§ **SOURCE MATERIAL**:
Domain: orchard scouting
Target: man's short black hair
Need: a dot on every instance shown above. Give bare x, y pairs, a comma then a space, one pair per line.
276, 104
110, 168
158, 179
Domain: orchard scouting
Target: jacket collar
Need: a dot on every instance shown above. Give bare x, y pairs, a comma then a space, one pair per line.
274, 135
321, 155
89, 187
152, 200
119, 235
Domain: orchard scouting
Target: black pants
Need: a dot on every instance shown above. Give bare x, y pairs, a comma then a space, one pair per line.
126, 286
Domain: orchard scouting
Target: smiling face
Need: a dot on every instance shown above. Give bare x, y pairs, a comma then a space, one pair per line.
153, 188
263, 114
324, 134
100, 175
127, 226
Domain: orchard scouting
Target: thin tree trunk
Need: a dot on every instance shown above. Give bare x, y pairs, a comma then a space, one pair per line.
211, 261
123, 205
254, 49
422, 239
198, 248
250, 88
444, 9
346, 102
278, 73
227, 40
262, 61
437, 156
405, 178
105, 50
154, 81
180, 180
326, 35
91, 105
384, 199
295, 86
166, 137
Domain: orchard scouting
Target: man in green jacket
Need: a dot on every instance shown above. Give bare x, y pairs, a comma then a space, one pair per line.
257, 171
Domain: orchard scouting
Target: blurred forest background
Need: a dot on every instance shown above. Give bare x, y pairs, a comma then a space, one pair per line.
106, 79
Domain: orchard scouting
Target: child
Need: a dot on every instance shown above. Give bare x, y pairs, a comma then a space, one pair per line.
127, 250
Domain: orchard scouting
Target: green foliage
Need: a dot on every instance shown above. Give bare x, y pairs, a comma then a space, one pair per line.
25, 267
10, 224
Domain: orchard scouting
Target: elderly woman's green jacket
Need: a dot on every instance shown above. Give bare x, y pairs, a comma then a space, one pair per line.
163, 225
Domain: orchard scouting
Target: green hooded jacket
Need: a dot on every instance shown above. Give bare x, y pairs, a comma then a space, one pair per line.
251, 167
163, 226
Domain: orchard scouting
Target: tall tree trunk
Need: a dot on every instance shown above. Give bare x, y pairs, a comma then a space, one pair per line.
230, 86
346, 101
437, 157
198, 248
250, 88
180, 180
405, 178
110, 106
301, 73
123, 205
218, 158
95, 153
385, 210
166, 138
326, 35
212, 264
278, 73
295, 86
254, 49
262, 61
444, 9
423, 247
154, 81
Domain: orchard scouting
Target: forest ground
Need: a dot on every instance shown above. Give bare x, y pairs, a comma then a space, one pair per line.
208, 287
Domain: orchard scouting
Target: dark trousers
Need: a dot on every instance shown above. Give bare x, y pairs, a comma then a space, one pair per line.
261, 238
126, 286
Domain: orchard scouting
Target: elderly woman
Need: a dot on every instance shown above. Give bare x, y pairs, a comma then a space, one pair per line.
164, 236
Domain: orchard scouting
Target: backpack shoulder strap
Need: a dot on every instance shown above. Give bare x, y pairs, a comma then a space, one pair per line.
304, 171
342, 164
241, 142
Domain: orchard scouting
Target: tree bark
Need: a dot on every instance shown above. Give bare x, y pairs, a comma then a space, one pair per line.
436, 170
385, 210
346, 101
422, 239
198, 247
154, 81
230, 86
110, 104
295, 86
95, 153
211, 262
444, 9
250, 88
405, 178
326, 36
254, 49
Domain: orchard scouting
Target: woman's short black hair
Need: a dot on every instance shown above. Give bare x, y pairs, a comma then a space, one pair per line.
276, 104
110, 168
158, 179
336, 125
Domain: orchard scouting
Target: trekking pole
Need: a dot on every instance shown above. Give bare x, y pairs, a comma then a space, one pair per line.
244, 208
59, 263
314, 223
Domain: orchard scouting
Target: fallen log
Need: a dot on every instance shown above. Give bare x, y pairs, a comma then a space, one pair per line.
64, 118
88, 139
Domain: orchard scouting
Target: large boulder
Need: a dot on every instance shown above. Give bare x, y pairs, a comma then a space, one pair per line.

§ **TASK REQUIREMENTS**: Restate the records, all of them, precisely as written.

§ **SOLUTION FOR THIS PROBLEM**:
Domain: orchard scouting
Target: man's short black hair
Need: a dot on every instance shown above. Give bare x, y pairs, a comma then a space, one pair per line.
276, 104
110, 168
158, 179
Domain: orchard scouting
Target: jacket collar
Need: a dot on every instance shown above. Give bare x, y pairs, a comma then a space, one pair per line.
274, 135
321, 155
89, 187
152, 200
119, 235
Domain: orchard scouting
Target: black pants
Need: a dot on every instance shown above. Give bare x, y pairs, a comma then a space, one pair per line.
126, 286
Domain: orchard scouting
Target: smiling face
Need: a dot on every instance shown above. Give bare x, y pairs, a comma then a space, one pair per line.
153, 188
263, 114
324, 134
100, 175
127, 226
Domain: orchard scouting
Target: thin tree trunk
Need: a dot on every instance shown above. Give bare x, y pairs, a comma then a space, one pair per line.
211, 261
123, 205
254, 49
422, 239
198, 248
250, 88
444, 9
346, 102
278, 73
227, 40
262, 61
437, 156
405, 178
105, 50
154, 81
180, 180
326, 35
91, 105
384, 199
295, 86
166, 137
Domain: orchard scouting
Target: man in green jacket
Need: a dot on every instance shown above. Give bare x, y pairs, a comma then a space, one pair per line.
257, 171
Domain: orchard scouting
Target: blurred forest background
Need: a dot on every instance shown above. Give bare x, y pairs, a comma then a space, one pair per line.
106, 79
Domain: orchard scouting
Target: child
Need: a dot on every instance shown above. Give bare x, y pairs, a comma then a space, one pair per line.
127, 250
Domain: orchard scouting
Target: green foliage
Need: a dot on every instance shown above. Give bare x, y pairs, a comma then a space, one pair per line.
25, 267
10, 224
Domain: orchard scouting
Target: elderly woman's green jacket
Need: a dot on every instance shown above. Give bare x, y pairs, a comma then a space, one pair per line.
163, 225
Domain: orchard scouting
Target: green hooded jacket
Need: a dot on every instance shown above. Give bare x, y pairs, a comma then a space, one pair per line.
251, 167
163, 226
Domain: orchard scouting
Target: tall tree trunk
Need: a dot on every instance shown above. Give bare x, y pairs, a comma then a space, one pair per line.
230, 86
346, 101
437, 157
198, 248
250, 88
180, 180
405, 178
110, 106
301, 73
123, 205
218, 158
95, 153
385, 210
166, 138
326, 35
212, 264
278, 73
295, 86
254, 49
262, 61
444, 9
423, 247
154, 81
Domain: orchard scouting
Target: forest ground
Need: a dot on every instance shown above. Give bare x, y pairs, a comma then a space, one pair per line.
208, 287
Domain: orchard scouting
Target: dark trousers
Need: a dot on every instance shown above. Give bare x, y pairs, a comma then a space, one pair per line.
261, 238
126, 286
Domain: orchard scouting
Target: elderly woman
Need: a dot on every instance shown above. Give bare x, y pairs, a comma then a space, one pair per line.
164, 236
Domain: orchard scouting
Target: backpack shoulder strap
Need: a dot on every instance shown above. Give bare x, y pairs, a comma then a space, one pair per line.
304, 171
342, 164
241, 142
Domain: orchard scouting
Target: tree bark
Need: a dot on every instance shown above. Give bare x, y pairs, a comma then a space, one pair per line.
436, 170
385, 210
346, 101
422, 239
198, 247
154, 81
230, 86
110, 104
295, 86
95, 153
211, 262
444, 9
250, 88
405, 178
326, 36
254, 49
Domain: orchard scouting
Target: woman's short black hair
Need: a dot on every instance shown above. Give bare x, y pairs, a comma then a space, one pair per line.
276, 104
110, 168
158, 179
336, 125
Domain: orchard scouting
Target: trekking pole
Need: a dot on every instance shown above. Give bare x, y pairs, a comma then a space, one pair per line.
244, 208
59, 263
314, 223
Domain: orchard scouting
Target: fallen log
Need: a dot on every instance shown above. Give bare x, y pairs, a comma then a space, one pair per line.
64, 118
88, 139
Domain: orchard scouting
Target: large boulder
Need: a dot on every instance shown above. Give bare x, y pairs, a comma then a space, one pair per line.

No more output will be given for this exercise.